* Requirement:
According to the passage on remote court hearings below, on what date did the amendments take effect?

The requirement that both parties must consent for a court hearing to be conducted as a digital remote meeting is now removed. Instead, a rule is introduced in Section 13-1 of the Dispute Act that the court may decide for a hearing to be held as a remote meeting when appropriate and justifiable, but where the parties' views shall be given great emphasis.

According to the preparatory works, the requirement that a remote meeting must be "appropriate", means that the court must consider specifically whether a remote meeting is a good and effective alternative to a physical meeting, especially with regard to the costs and disadvantages of physical attendance. Since physical court hearings are still the main rule, there should be specific circumstances or assumptions where a hearing should be held as a remote meeting. Such circumstances could be where an attendee has totravel a long way or where it is to be a brief meeting suitable for remote meeting. Therefore, whether cases and court hearings are suitable for a remote meeting depends, inter alia, on what is to be discussed in the meeting, the parties' views and the complexity and scope of the case. If the costs or disadvantages of a physical meeting are large in relation to the significance of the case for the parties, this is normally a weighty argument for a remote meeting.

It is a prerequisite for holding court hearings as a remote meeting that the public and the press should have the same opportunity to follow the court hearing as they otherwise would. A new provision is therefore introduced in the Norwegian Courts of Justice Act that the court may, on more detailed terms, decide to stream court hearings in public. The amendments entered into force on 1 July 2022, at the same time as the temporary rules were repealed.

Our experience indicates that there is no need to be skeptical if it is proposed or decided that a case should be conducted as a remote meeting. On the contrary, this may be appropriate, especially if it is a small and uncomplicated case and the alternative is a long postponement. At the same time, it is clear that certain types of cases are not suitable for remote meetings, for example if it is a complicated technical case where you depend on the judges to understand complex details, if there is physical evidence that needs to be presented and explained, or where witnesses are questioned and their credibility is absolutely crucial.

Our experience is that digital court hearings can work well, but that this does not apply to all cases. For each case where a remote meeting may be relevant, a thorough and concrete assessment must therefore be made of whether it is suitable for this or not.

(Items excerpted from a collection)

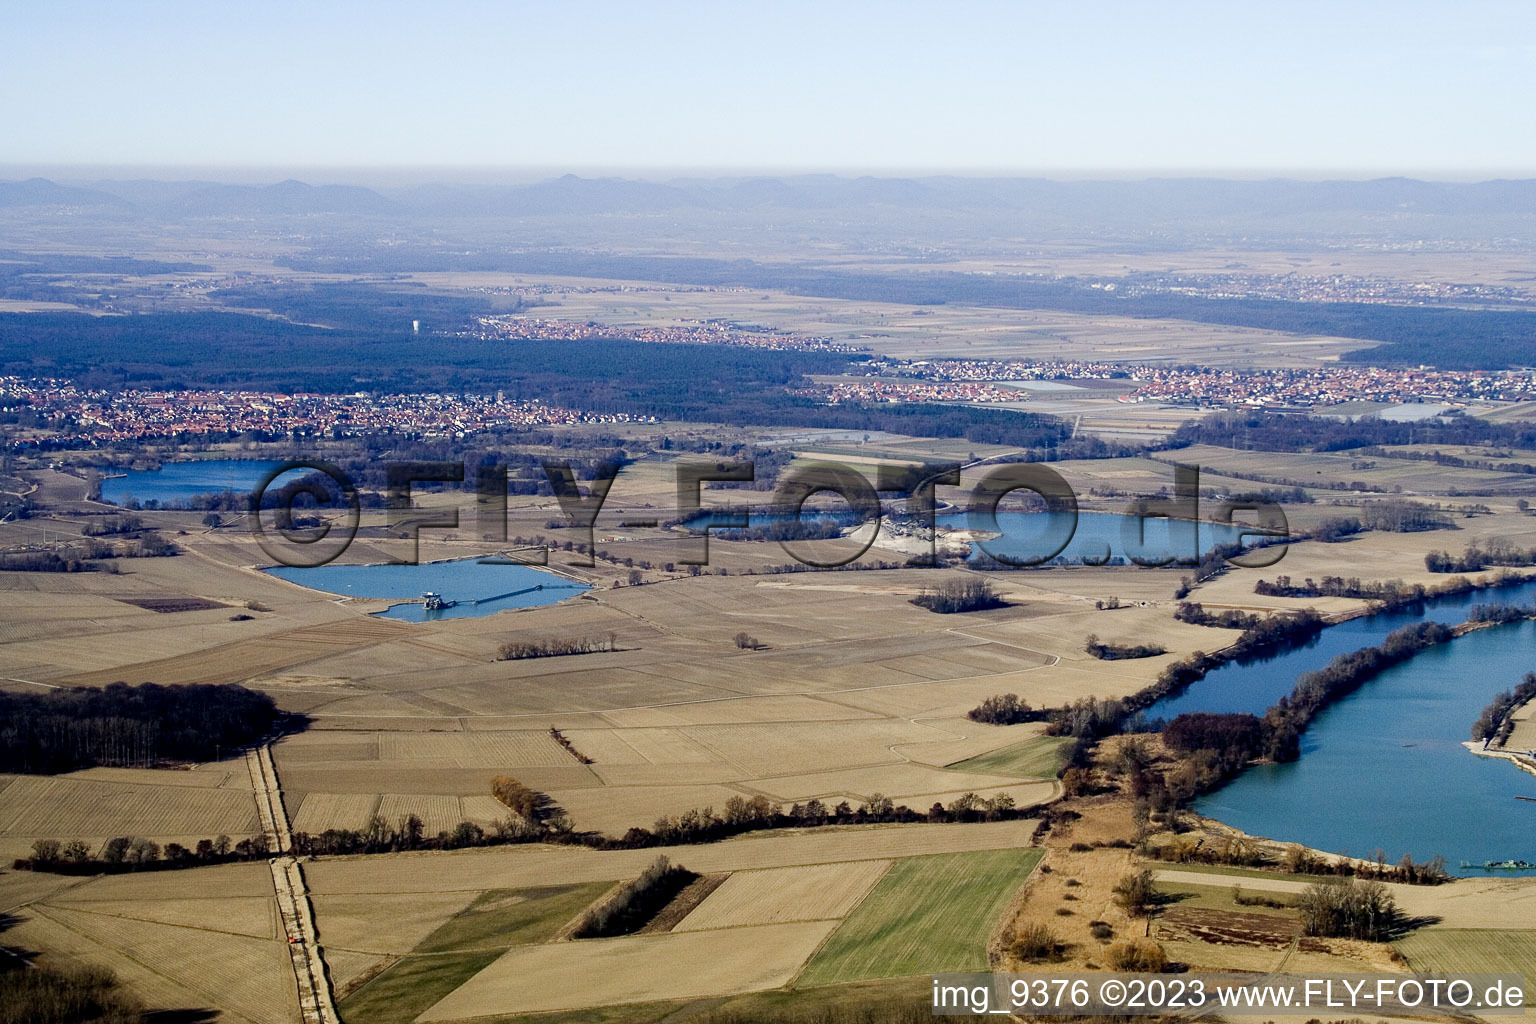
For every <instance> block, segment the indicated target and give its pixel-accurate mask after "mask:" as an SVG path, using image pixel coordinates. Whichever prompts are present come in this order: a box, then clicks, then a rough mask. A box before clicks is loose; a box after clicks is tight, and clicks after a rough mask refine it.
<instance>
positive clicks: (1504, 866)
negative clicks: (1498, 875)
mask: <svg viewBox="0 0 1536 1024" xmlns="http://www.w3.org/2000/svg"><path fill="white" fill-rule="evenodd" d="M1461 866H1462V867H1482V869H1484V870H1524V869H1528V867H1536V864H1531V863H1530V861H1524V860H1485V861H1482V863H1481V864H1473V863H1471V861H1461Z"/></svg>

* Solution to the exercise:
1 July 2022